你要做的 —
1) 判断以下三种说法是否符合给定文段,每项答"是"或"否",并原样引用文段中起决定作用的话。
(a) 对一个list的loss进行反向传播,相当于把所有loss相加。
(b) 回复者认为必须使用add才能对多个loss进行反向传播。
(c) 第二段代码不work,是因为bb[1]已在第二步的计算图中,又被放进了第三个图。
2) 根据给定文段的不同部分回答下列问题,答案按相同标号逐行写出。
(a) 提问者最初想在计算pa和pb时一次计算一个batch,理由是什么?
(b) 回复者建议用哪一行代码代替add?
(c) 提问者对pos调用attach_grad()后打印梯度,看到的似乎是哪一次循环的梯度?

给定文段 —
----
Hi,谢谢你的回复哈。这样做是没有问题的哈。
我之前的想法其实是计算pa和pb时,因为计算一个batch可以节省计算量。
想问下这样计算一个batch和计算一个样本再计算有什么不同。
谢谢🙏

另外:
这样是work的

losses = []
aa = []
bb = []
with mx.autograd.record():
    for i in range(3):
        aa.append(net(a[i]))
        bb.append(net(b[i]))
    losses.append(mx.nd.sum(mx.nd.square(aa[0] - bb[0])))
    losses.append(mx.nd.sum(mx.nd.square(aa[2] - bb[1])))
    losses.append(mx.nd.sum(mx.nd.square(aa[1] - bb[2])))
for l in losses:
    l.backward()
print a.grad

但是这样就是不work的了:

losses = []
aa = []
bb = []
with mx.autograd.record():
    for i in range(3):
        aa.append(net(a[i]))
        bb.append(net(b[i]))
    losses.append(mx.nd.sum(mx.nd.square(aa[0] - bb[0])))
    losses.append(mx.nd.sum(mx.nd.square(aa[2] - bb[1])))
    losses.append(mx.nd.sum(mx.nd.square(aa[1] - bb[1])))
for l in losses:
    l.backward()
print a.grad

这是为什么呢~

下面这个不work是因为在第二步计算的时候用了bb[1],相当于bb[1]已经在第二步构建的计算图当中,你又把他放在第三个图里面,就不行了,你看上面那一个,他们各自都在自己的计算图当中

这里不一定需要用add,可以
autograd.backward(losses)
这样更快

这样可以对一个list的loss进行反向传播,然后梯度累加吗?

请问下我的那个triplet loss里是不是不能写for循环,因为我把pos.attach_grad()后打印梯度,好像只有最后一次循环的梯度。
还有就是attach_grad()是不是只是说让这个ndarray的梯度能打印,因为我看gluon官方教程feat=net(x)后并没有attach_grad。

那对一个list的NDArray进行backward得到的结果是什么呢? 求得的梯度累加?

对,相当于所有loss相加

你这回传的是loss,为什么不是回传梯度
----
记录摘录 —
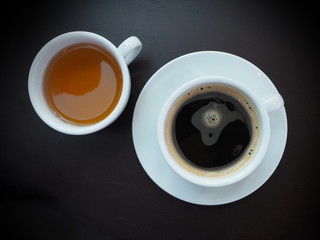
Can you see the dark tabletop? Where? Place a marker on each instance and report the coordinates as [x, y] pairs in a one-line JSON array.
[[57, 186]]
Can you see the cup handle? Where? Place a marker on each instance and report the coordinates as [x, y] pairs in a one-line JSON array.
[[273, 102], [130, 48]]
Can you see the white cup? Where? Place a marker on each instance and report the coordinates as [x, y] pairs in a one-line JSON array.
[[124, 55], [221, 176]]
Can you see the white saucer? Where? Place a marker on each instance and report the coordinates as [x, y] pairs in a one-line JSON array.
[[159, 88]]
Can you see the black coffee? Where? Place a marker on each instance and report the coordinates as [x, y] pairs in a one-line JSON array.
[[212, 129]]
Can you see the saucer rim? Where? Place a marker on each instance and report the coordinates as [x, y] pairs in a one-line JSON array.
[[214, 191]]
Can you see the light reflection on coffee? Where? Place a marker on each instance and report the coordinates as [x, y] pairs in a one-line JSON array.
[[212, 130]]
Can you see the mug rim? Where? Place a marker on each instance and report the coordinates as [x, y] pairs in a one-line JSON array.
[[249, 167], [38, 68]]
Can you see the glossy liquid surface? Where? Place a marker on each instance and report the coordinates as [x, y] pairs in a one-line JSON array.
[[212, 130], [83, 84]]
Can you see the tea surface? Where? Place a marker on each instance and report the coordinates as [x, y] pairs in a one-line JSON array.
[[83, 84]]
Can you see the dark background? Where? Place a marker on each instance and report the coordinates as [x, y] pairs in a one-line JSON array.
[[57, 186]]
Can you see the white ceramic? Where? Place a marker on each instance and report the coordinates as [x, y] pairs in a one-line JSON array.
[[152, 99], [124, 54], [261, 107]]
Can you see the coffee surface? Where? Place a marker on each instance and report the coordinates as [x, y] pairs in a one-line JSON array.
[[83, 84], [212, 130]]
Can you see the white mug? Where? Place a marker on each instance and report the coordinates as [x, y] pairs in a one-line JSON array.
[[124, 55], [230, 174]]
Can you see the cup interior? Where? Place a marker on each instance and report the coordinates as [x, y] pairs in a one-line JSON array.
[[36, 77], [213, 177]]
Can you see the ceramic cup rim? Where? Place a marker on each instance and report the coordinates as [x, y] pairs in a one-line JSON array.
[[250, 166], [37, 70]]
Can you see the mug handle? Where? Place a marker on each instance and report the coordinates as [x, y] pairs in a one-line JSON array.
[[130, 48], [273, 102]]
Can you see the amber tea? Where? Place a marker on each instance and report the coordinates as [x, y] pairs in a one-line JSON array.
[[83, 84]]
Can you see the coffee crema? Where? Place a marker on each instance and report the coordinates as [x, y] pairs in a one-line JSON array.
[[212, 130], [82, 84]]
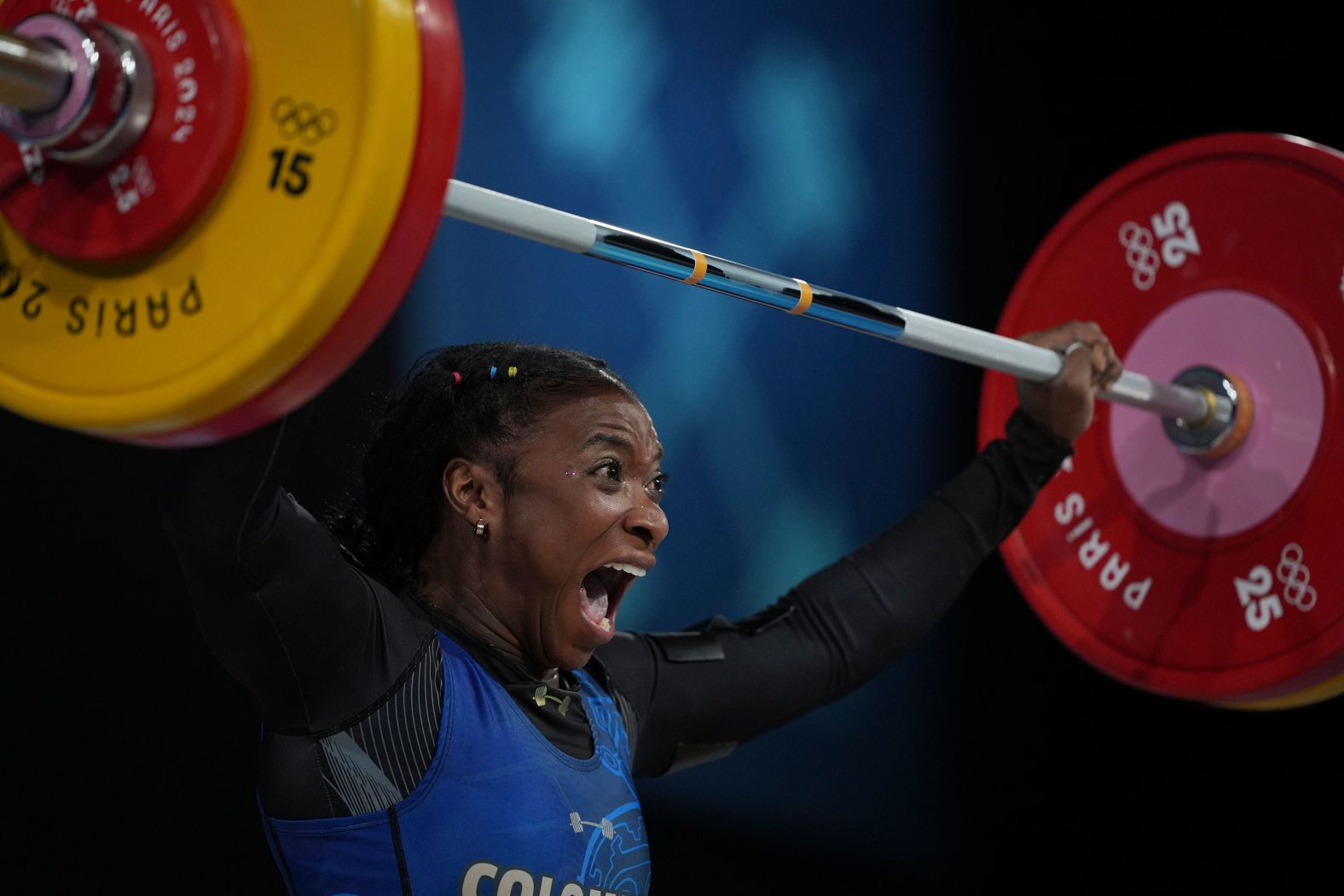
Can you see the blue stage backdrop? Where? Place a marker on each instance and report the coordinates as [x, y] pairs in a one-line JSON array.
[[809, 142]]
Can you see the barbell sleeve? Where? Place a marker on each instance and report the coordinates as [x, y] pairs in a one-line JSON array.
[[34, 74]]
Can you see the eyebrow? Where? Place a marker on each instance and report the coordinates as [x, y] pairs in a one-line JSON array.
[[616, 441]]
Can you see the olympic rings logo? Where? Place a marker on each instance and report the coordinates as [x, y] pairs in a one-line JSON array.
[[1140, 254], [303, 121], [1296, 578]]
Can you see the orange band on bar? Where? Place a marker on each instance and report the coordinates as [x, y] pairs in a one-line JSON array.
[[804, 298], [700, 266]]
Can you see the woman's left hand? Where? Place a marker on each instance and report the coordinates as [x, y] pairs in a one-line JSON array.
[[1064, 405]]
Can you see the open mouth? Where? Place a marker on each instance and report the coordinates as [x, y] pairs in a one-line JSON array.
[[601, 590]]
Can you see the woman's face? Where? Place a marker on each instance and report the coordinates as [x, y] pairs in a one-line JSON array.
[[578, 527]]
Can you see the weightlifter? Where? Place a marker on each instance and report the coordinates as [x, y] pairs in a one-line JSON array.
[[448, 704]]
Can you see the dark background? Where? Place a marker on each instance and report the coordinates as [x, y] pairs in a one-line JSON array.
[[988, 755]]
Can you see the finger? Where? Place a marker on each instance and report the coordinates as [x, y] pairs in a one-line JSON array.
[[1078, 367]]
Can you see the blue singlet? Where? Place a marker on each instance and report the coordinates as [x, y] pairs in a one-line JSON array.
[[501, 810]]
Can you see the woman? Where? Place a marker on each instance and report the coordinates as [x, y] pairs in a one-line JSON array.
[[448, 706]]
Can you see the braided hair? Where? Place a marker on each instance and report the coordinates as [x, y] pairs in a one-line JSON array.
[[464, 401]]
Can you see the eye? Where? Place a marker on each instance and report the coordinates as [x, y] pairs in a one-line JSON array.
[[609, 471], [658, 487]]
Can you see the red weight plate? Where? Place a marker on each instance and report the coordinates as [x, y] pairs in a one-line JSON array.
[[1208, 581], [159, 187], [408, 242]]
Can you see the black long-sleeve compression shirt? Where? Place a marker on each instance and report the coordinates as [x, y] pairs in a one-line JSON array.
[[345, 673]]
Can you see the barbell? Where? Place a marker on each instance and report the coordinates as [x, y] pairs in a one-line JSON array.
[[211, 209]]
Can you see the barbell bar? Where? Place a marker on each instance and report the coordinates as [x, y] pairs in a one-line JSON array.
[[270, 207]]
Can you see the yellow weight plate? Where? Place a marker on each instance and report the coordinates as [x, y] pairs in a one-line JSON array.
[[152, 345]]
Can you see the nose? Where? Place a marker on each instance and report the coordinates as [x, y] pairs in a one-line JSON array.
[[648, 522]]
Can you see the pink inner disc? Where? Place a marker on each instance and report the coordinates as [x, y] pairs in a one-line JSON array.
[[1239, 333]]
----
参考答案 —
1)
(a) 是。"对,相当于所有loss相加"
(b) 否。"这里不一定需要用add,可以 autograd.backward(losses) 这样更快"
(c) 是。"相当于bb[1]已经在第二步构建的计算图当中,你又把他放在第三个图里面,就不行了"

2)
(a) 计算一个batch可以节省计算量。
(b) autograd.backward(losses)
(c) 最后一次循环的梯度。